▸ **YOUR TASK**: Put the entries starting at the line that contains "Annotate the bird's neck" and ending at the last entry into a two-column CSV with the columns instruction and coordinates, one row per entry. Enclose each field in quotation marks and replace any line breaks with spaces.

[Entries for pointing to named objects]
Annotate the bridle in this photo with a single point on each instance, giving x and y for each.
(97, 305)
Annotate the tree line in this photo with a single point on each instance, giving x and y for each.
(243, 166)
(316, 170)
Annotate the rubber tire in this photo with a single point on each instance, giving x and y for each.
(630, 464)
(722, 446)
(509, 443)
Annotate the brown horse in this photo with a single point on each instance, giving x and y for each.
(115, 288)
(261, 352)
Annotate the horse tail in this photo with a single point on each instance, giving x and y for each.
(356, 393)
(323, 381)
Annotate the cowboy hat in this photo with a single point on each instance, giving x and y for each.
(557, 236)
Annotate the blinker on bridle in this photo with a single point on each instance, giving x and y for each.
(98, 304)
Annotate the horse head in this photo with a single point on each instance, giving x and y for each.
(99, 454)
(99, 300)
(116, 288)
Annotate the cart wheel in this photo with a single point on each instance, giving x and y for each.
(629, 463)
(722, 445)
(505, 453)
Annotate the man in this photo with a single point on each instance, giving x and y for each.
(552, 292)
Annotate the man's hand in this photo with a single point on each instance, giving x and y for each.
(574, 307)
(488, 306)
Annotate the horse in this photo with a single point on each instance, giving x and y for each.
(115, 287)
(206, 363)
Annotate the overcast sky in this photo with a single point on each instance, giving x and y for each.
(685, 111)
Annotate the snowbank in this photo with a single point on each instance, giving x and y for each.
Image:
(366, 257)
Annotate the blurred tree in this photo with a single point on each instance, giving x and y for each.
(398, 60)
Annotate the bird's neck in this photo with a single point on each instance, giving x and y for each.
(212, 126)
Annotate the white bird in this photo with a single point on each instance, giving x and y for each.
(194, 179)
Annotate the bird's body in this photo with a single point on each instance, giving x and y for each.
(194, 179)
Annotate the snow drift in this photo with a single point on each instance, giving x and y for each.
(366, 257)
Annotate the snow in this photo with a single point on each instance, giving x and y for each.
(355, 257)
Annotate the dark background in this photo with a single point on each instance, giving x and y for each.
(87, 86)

▸ **SOLUTION**:
instruction,coordinates
"Annotate the bird's neck in this photo with a single point on each instance, giving x and y for each.","(212, 126)"
"Annotate the white bird in this photo with a single point on each instance, giving x and y for each.","(194, 179)"
"Annotate the bird's body in this photo with a single point on each instance, giving x and y for each.","(194, 179)"
"Annotate the snow drift in this photo with a single point on each instance, giving x and y for each.","(366, 257)"
"Annotate the snow in this photo with a single point on each instance, giving x and y for each.","(355, 257)"
"Annotate the dark background in this photo with a single point on each instance, giving x and y for each.","(87, 86)"